• [What the task asks] The output has to be the full set of records, reproduced exactly, minus any picture.

• [Input]
== == ==

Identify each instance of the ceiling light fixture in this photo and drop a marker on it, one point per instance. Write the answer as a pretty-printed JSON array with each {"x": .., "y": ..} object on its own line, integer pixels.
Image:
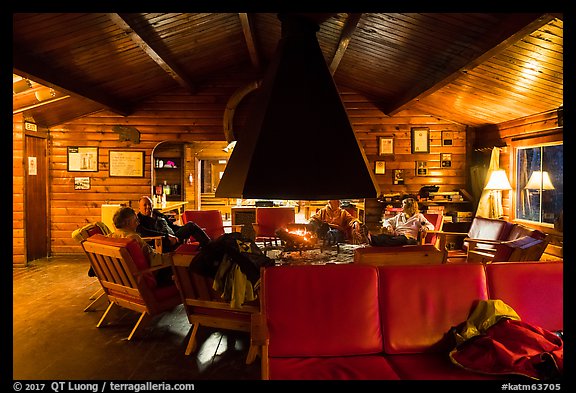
[{"x": 45, "y": 94}]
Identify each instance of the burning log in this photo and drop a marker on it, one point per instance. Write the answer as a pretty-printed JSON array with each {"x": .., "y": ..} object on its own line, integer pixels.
[{"x": 296, "y": 239}]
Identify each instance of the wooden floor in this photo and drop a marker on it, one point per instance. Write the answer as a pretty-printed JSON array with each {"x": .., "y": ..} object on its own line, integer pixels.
[{"x": 54, "y": 339}]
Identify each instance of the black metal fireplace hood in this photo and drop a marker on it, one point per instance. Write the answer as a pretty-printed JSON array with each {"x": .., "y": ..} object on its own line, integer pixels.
[{"x": 299, "y": 143}]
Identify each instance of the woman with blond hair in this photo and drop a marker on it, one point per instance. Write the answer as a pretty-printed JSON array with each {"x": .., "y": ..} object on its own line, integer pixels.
[{"x": 403, "y": 228}]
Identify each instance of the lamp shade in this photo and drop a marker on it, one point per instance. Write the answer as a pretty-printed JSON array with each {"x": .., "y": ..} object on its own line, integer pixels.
[
  {"x": 539, "y": 179},
  {"x": 498, "y": 181},
  {"x": 21, "y": 86}
]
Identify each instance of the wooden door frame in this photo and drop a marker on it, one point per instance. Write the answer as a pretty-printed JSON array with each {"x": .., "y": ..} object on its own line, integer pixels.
[{"x": 44, "y": 136}]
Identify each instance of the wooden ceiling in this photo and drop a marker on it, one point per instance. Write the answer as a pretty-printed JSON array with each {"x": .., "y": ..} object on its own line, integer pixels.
[{"x": 474, "y": 69}]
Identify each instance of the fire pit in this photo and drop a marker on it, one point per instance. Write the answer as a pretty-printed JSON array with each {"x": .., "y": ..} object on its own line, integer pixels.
[{"x": 297, "y": 238}]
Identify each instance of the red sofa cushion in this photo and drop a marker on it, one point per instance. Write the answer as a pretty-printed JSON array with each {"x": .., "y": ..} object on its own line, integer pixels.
[
  {"x": 533, "y": 289},
  {"x": 368, "y": 367},
  {"x": 420, "y": 303},
  {"x": 307, "y": 317}
]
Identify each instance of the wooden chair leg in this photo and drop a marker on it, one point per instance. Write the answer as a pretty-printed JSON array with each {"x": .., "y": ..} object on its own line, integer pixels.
[
  {"x": 91, "y": 305},
  {"x": 265, "y": 371},
  {"x": 142, "y": 321},
  {"x": 101, "y": 321},
  {"x": 191, "y": 347}
]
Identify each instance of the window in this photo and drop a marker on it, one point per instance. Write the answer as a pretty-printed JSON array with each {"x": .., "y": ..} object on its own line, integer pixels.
[{"x": 540, "y": 186}]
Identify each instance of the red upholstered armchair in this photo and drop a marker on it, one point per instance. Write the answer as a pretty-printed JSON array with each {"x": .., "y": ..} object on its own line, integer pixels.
[
  {"x": 495, "y": 240},
  {"x": 428, "y": 252},
  {"x": 128, "y": 280}
]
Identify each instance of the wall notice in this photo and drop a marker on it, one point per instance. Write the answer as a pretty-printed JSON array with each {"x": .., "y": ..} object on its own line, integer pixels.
[
  {"x": 32, "y": 166},
  {"x": 124, "y": 163}
]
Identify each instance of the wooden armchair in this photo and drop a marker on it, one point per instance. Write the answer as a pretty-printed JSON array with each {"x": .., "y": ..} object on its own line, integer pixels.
[
  {"x": 127, "y": 279},
  {"x": 81, "y": 235},
  {"x": 493, "y": 240},
  {"x": 205, "y": 307}
]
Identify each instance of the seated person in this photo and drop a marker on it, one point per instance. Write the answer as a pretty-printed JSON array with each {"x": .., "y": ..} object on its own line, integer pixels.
[
  {"x": 333, "y": 223},
  {"x": 126, "y": 222},
  {"x": 154, "y": 223},
  {"x": 404, "y": 227}
]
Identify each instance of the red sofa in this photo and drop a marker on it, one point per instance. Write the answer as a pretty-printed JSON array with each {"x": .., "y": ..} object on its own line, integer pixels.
[{"x": 363, "y": 322}]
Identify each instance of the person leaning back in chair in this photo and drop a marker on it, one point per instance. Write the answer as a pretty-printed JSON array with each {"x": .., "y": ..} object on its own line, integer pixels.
[
  {"x": 332, "y": 223},
  {"x": 126, "y": 221},
  {"x": 403, "y": 228},
  {"x": 153, "y": 223}
]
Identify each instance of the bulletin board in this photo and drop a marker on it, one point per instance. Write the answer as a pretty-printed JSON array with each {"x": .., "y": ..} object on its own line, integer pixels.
[{"x": 126, "y": 163}]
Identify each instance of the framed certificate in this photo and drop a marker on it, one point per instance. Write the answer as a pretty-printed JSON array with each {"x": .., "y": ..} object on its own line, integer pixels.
[
  {"x": 82, "y": 159},
  {"x": 385, "y": 146},
  {"x": 125, "y": 163},
  {"x": 420, "y": 139}
]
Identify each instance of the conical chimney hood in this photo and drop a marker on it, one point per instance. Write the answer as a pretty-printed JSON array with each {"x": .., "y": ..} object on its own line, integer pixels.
[{"x": 298, "y": 143}]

== == ==

• [Output below]
Identify each instance of the ceiling light fixture in this photo and drop a marker on it, one point per instance. Write the answer as a pretty-printed JSON array with each {"x": .., "y": ..} object on its own line, integer pixels.
Image:
[{"x": 45, "y": 94}]
Identify each instance of the burning log in this photo and drop a marker on it, one point per instance. Write the answer as a pretty-printed JSON array with each {"x": .., "y": ..} object on its own line, integer pixels.
[{"x": 296, "y": 239}]
Identify each instance of the wooden floor in this photo and drop a marker on it, one point per instance. Write the answer as a pretty-printed JSON array with each {"x": .., "y": ..} object on its own line, integer pixels.
[{"x": 54, "y": 339}]
Identify each instance of the black metal fireplace hood in this photo and drop a marker on it, one point per instance. Write the answer as a pretty-printed JSON array with each {"x": .., "y": ..} object on its own line, integer pixels.
[{"x": 299, "y": 143}]
Identify each instance of the woman with blond hair in this photo and drop a marker on it, one point per instance. Write the answer as a pretty-printed JSON array with each {"x": .., "y": ..} object on its own line, integer pixels.
[{"x": 403, "y": 228}]
Identify each instance of the lamp shade in this photo and drop a marker on it, one point per instance. Write the answer as a pretty-printed JSON array with each {"x": .., "y": ..} object on its own line, integer pixels.
[
  {"x": 539, "y": 179},
  {"x": 498, "y": 181},
  {"x": 21, "y": 86}
]
Identify each instance of the wooden door frame in this photo and drop a marker on it, one point per instance. Write the answer as a pretty-printed JSON array with each {"x": .., "y": ..} object on its own line, integer pixels.
[{"x": 44, "y": 136}]
Identify each instance of the wooden ceiling in this photo and drop a marker on it, one point per instance. Write the answer as a pretty-printed JSON array with each {"x": .., "y": ..} object on its own line, integer pixels.
[{"x": 474, "y": 69}]
Identify each instance of the fire pit in this photo and drop a marker on it, one point per instance. Write the answer as a pretty-printed JSON array with each {"x": .., "y": ..} object on its own line, integer pixels.
[{"x": 297, "y": 238}]
Identify each instance of the red sofa cushion in this photo and drop a marker on it, one point per instance. Write the answer as a pretty-printed JSON array with each {"x": .., "y": ..} object on its own line, integer pixels.
[
  {"x": 533, "y": 289},
  {"x": 368, "y": 367},
  {"x": 420, "y": 303},
  {"x": 307, "y": 317}
]
Identify each instance of the wooden chair leg in this photo and drop a marker on it, one point per instance. Write the answer as a pretty-printed JSON array with each {"x": .., "y": ..} object on its own line, integer pixels.
[
  {"x": 91, "y": 305},
  {"x": 265, "y": 371},
  {"x": 142, "y": 321},
  {"x": 101, "y": 321},
  {"x": 191, "y": 347}
]
Identify each instance of the window in this photo and drop a marker on it, one point per instance. Write the answer as a pretty-printed JSON array with each {"x": .., "y": ..} object on its own line, integer pixels.
[{"x": 540, "y": 186}]
Identify each instance of the red upholstered armchair in this photo and drop a marker on it, one point per instance. Write the answer as a pretty-printed JSON array with each {"x": .., "y": ..} object on its own line, integer pixels.
[
  {"x": 495, "y": 240},
  {"x": 428, "y": 252},
  {"x": 128, "y": 280}
]
Identify each instance of the wall notice in this photo and drop a marker on it, one point per instance. Write the answer as a pretty-printed JSON array with each {"x": .., "y": ..} object on its own line, integer pixels.
[
  {"x": 32, "y": 166},
  {"x": 124, "y": 163}
]
Identify each instance of the wooden armchair in this photo and drop a marker on it, one point per instance. Write the answer as a pretty-printed JSON array with each {"x": .., "y": ..} object on its own line, integer pixels.
[
  {"x": 127, "y": 279},
  {"x": 81, "y": 235},
  {"x": 493, "y": 240},
  {"x": 205, "y": 307}
]
Identify each instance of the seated person in this photo and drop a marker on it, one point per instance. Write the answer as a pretty-printed JSON array with each {"x": .., "y": ..} object on its own line, integer pixels.
[
  {"x": 333, "y": 223},
  {"x": 126, "y": 222},
  {"x": 154, "y": 223},
  {"x": 404, "y": 227}
]
Identify each instance of the red sofa in this photo and drop a marker on it, one point per instance. Write the answer as a pretty-printed JSON array with each {"x": .., "y": ..} object on its own line, integer pixels.
[{"x": 363, "y": 322}]
Identify each instance of the person leaning back in chair in this photo and drop a marker on it, one point per instance. Write the answer as a pretty-printed JSON array with each {"x": .., "y": ..} object on its own line, integer pixels.
[
  {"x": 332, "y": 223},
  {"x": 126, "y": 221},
  {"x": 403, "y": 228},
  {"x": 153, "y": 223}
]
Identify each instance of the bulletin board in this photo and drop a marker on it, one point per instance. Write the answer as a pretty-printed JSON array with each {"x": .., "y": ..} object on its own line, integer pixels.
[{"x": 126, "y": 163}]
Identify each instance of the framed certificate in this photo and drop a marker on it, one point per instance. Write the answer as a pretty-printed JSON array with each {"x": .., "y": ..} object on its own line, integer pixels.
[
  {"x": 82, "y": 159},
  {"x": 385, "y": 146},
  {"x": 125, "y": 163},
  {"x": 420, "y": 139}
]
Identify each instance of the conical chimney hood in this photo and drop a marker on it, one point per instance. Write the answer as a pretty-printed JSON array with each {"x": .., "y": ..} object on its own line, integer pixels.
[{"x": 298, "y": 143}]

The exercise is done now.